=== RECORDED INFORMATION ===
>> start
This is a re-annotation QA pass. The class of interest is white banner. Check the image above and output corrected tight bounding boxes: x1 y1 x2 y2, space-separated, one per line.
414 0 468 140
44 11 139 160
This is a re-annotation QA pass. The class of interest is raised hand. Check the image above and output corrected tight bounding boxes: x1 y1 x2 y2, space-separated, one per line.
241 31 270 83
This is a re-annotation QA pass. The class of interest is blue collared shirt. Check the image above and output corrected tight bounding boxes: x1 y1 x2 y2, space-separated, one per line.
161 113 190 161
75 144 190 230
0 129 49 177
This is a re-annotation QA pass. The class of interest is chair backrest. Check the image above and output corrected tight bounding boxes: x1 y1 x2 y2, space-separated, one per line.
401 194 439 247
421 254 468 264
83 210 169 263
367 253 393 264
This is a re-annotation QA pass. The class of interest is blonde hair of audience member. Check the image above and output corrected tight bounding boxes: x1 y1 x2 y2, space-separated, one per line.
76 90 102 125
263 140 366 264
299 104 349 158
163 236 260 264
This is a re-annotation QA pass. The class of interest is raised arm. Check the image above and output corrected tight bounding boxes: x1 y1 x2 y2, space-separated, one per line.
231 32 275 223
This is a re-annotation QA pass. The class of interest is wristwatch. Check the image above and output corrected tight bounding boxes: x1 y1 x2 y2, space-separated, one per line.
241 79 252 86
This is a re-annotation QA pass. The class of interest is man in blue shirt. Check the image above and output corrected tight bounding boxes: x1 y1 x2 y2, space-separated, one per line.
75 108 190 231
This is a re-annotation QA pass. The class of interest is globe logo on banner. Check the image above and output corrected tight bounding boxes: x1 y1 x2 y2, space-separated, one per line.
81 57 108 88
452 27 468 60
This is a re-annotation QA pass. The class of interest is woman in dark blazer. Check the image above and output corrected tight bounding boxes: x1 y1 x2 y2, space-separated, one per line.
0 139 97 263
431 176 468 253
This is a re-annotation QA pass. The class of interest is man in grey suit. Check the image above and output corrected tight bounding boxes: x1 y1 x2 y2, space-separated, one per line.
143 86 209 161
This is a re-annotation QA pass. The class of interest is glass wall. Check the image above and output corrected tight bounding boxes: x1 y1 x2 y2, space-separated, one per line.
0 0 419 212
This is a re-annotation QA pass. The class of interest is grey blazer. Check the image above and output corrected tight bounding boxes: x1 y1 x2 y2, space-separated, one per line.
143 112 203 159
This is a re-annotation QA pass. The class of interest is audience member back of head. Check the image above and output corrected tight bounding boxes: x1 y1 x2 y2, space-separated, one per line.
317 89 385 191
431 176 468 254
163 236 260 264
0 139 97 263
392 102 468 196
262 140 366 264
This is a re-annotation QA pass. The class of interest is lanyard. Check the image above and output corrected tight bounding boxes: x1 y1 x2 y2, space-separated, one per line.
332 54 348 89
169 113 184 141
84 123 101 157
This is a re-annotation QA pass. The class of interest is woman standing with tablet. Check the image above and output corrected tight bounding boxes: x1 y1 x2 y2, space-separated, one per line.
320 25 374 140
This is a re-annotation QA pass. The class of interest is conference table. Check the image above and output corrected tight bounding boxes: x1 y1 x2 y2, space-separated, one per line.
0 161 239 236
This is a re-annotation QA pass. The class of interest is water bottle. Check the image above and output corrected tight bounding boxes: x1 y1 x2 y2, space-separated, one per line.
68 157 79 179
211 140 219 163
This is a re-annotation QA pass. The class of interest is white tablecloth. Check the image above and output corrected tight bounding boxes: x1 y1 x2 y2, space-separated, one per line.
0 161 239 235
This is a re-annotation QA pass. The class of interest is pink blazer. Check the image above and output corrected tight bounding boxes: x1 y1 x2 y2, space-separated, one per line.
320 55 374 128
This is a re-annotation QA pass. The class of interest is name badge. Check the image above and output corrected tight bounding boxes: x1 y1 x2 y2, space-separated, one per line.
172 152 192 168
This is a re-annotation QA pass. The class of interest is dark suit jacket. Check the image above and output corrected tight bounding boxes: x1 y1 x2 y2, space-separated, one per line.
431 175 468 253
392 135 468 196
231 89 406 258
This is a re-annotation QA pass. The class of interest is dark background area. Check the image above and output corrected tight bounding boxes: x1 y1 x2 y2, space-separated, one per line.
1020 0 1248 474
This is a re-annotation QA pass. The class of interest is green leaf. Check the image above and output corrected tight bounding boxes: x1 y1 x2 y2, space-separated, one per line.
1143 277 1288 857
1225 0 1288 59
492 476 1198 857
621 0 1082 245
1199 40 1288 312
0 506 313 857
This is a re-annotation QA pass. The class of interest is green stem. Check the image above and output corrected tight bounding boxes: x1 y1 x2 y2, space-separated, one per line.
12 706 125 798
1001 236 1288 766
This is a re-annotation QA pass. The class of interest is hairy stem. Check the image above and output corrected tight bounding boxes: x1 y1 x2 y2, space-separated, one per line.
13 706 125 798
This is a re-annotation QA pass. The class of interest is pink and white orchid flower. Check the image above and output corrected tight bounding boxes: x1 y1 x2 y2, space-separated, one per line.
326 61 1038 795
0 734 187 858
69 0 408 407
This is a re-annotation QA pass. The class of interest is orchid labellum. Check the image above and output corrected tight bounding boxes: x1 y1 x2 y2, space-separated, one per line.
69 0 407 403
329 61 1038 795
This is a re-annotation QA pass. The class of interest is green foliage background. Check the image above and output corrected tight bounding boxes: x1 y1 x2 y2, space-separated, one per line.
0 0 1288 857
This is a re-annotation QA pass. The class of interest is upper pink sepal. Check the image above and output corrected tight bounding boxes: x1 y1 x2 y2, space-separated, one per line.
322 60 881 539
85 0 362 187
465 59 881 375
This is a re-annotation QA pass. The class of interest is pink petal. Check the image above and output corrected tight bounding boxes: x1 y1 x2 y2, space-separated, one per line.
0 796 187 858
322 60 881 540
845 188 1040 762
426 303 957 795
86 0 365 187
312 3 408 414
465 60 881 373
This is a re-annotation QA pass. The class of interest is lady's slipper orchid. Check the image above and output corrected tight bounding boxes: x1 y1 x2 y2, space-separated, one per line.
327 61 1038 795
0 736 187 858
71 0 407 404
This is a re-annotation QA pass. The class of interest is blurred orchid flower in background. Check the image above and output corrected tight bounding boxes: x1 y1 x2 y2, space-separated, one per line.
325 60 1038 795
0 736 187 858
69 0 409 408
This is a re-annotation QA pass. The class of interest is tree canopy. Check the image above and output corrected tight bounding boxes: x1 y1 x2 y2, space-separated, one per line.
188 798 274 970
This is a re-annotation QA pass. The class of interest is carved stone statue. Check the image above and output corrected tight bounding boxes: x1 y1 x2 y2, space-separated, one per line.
>> end
Reproduce word for word the part of the records above that runs from the line containing "is dark background" down to the line containing "69 0 408 407", both of those lines included.

=== OUTPUT OF THE EXERCISE ===
This is a re-annotation QA pass. The class of interest is dark background area. Check the image above and output corrected tight bounding boxes: x1 y1 x2 y2, space-separated, one per line.
1020 0 1248 474
This is a re-annotation QA pass. The class of interest is green leaf. Check the image above and output corrected tight bounding boxes: x1 y1 x2 y2, space-separated, one per line.
1143 277 1288 857
1225 0 1288 59
492 476 1198 857
621 0 1082 245
1199 40 1288 312
0 506 313 857
This is a re-annotation QA pass. The class of interest is green stem. Check the image above and output corrected tight bounding boxes: x1 y1 x2 y2, space-separated, one per line.
12 706 125 798
1001 236 1288 766
This is a re-annotation QA pass. The class of interest is hairy stem. Check the image above and output corrected tight bounding boxes: x1 y1 x2 y2, space-separated, one per line.
13 706 125 798
This is a re-annotation QA pass. The class of interest is pink and white orchid flower. Check the image above and output corrected tight bounding boxes: x1 y1 x2 y2, space-separated, one per line.
326 61 1038 795
0 734 187 858
69 0 408 407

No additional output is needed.